---------- Dati disponibili ----------
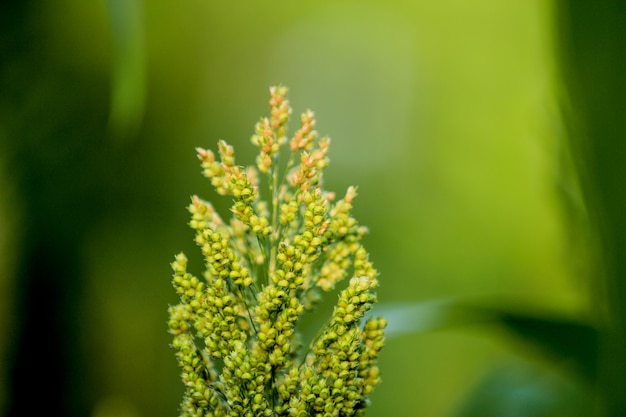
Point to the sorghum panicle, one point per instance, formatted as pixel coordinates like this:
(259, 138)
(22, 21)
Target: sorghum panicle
(235, 328)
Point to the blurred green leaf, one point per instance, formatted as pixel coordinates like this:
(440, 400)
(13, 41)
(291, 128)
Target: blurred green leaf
(521, 389)
(129, 72)
(568, 341)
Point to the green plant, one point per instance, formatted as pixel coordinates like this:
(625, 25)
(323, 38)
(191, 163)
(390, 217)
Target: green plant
(235, 330)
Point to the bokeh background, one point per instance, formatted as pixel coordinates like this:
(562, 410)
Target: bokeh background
(486, 138)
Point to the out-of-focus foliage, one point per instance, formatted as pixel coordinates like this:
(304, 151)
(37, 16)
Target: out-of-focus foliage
(462, 162)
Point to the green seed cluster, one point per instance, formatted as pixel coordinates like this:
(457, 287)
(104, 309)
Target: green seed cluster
(235, 328)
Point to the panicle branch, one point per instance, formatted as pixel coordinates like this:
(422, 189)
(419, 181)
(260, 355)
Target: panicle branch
(235, 329)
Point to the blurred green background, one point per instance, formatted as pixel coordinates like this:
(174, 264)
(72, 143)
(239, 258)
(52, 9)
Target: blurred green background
(486, 138)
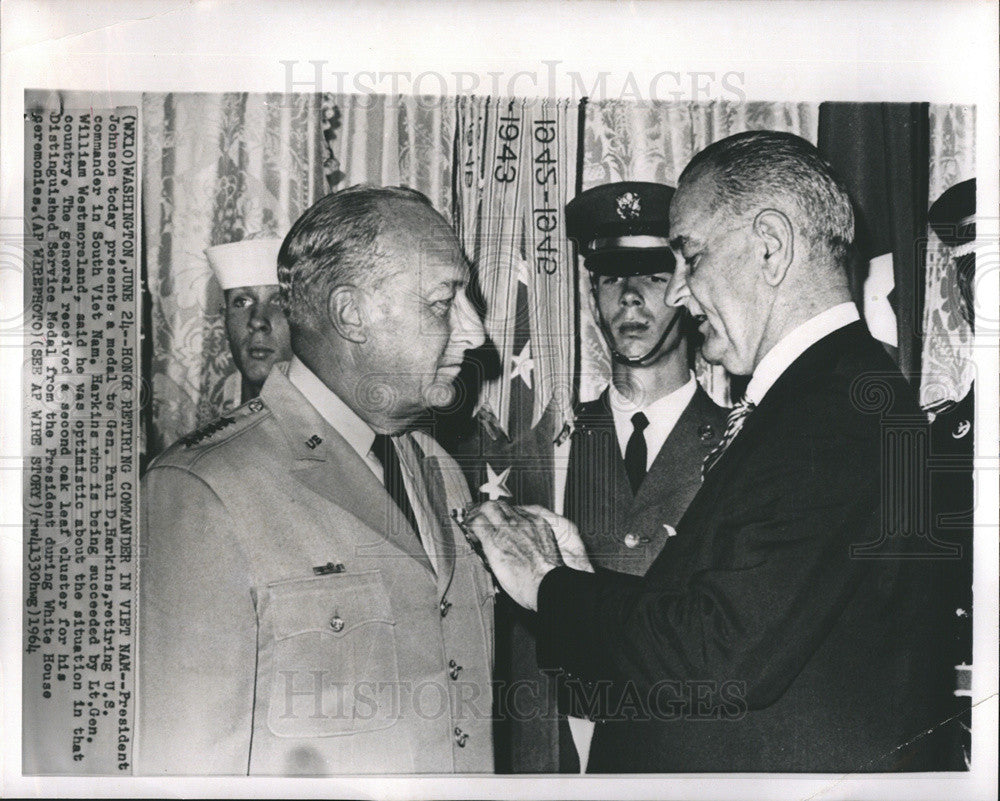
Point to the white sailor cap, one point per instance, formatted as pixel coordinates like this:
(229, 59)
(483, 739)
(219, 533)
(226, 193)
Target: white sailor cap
(251, 262)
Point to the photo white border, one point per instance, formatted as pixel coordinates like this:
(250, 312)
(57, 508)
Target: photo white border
(941, 52)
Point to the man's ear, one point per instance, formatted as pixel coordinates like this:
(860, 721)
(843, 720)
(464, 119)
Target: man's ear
(344, 311)
(776, 233)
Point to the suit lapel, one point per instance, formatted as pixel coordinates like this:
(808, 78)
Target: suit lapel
(330, 467)
(817, 358)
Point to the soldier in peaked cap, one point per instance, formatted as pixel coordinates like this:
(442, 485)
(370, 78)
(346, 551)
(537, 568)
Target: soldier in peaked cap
(636, 452)
(256, 326)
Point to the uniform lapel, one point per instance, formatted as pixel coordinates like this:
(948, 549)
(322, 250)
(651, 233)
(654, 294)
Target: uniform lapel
(443, 529)
(678, 464)
(330, 467)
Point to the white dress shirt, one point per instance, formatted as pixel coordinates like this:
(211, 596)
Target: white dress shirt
(794, 344)
(361, 437)
(662, 414)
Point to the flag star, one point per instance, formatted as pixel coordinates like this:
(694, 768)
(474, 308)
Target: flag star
(496, 485)
(523, 364)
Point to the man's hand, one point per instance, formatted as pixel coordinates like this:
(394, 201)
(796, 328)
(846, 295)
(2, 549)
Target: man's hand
(521, 546)
(571, 547)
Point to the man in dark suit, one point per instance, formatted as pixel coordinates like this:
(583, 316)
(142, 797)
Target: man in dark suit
(636, 451)
(786, 630)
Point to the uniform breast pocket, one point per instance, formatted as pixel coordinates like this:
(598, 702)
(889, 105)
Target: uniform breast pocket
(334, 669)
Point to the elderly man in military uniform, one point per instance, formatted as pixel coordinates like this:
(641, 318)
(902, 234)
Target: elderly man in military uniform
(256, 326)
(637, 451)
(308, 605)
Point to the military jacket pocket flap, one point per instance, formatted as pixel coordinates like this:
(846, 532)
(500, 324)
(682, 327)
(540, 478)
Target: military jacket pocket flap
(334, 604)
(334, 666)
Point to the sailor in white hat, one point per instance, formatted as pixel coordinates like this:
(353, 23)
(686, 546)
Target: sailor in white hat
(256, 325)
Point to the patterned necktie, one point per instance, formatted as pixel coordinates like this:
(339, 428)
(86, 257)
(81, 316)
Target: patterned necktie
(734, 424)
(392, 475)
(635, 452)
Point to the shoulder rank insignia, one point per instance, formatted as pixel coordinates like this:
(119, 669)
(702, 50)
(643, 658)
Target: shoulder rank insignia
(206, 431)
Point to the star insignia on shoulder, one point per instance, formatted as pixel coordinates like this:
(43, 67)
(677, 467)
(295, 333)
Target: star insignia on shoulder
(207, 431)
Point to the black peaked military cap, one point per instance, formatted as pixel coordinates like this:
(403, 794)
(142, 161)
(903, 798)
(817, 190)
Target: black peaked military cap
(623, 228)
(953, 215)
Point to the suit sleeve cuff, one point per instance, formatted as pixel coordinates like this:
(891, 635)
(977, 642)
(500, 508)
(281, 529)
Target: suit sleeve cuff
(569, 631)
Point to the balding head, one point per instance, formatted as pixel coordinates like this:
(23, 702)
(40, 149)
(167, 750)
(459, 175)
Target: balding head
(757, 169)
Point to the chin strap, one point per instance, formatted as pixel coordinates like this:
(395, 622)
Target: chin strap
(639, 361)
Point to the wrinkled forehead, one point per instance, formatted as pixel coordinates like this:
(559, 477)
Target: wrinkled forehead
(422, 240)
(693, 210)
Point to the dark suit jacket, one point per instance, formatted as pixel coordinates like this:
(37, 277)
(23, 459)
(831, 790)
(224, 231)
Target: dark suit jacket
(757, 640)
(623, 531)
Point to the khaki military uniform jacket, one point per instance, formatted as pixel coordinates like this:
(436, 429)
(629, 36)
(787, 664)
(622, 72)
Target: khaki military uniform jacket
(283, 631)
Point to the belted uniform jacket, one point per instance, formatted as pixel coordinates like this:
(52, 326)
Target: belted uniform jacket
(283, 630)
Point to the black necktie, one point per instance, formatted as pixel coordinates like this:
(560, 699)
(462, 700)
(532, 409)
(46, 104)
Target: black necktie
(635, 452)
(392, 476)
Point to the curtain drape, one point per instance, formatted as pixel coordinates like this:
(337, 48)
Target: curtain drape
(625, 141)
(947, 367)
(217, 168)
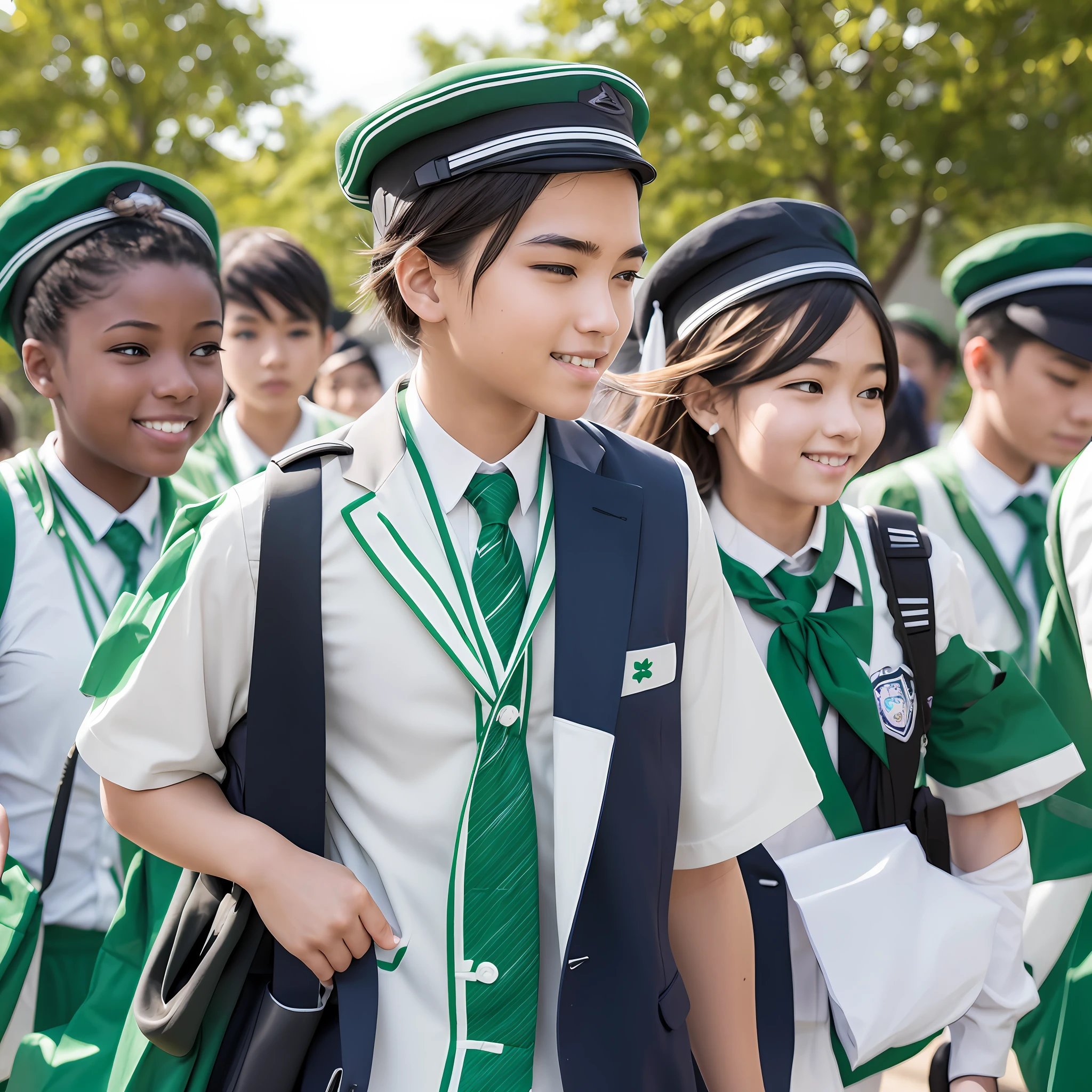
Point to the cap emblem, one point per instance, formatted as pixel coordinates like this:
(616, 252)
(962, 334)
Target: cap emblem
----------
Riscrivi i dati dalla riga che contiene "Point to the curtain" fino alla fine dei dati, estremi inclusi, sostituendo "cap emblem" con "cap badge" e lasciando invariato tutto il resto. Ometti le immagini dalla risposta.

▸ **Soluzione**:
Point to the curtain drape, one point per instance, formatted as pixel coordinates like this:
(337, 48)
Target: curtain drape
(625, 141)
(947, 367)
(217, 168)
Point to the cap badge, one point per instance, formatted as pixel coordinates like this:
(616, 252)
(962, 334)
Target: cap badge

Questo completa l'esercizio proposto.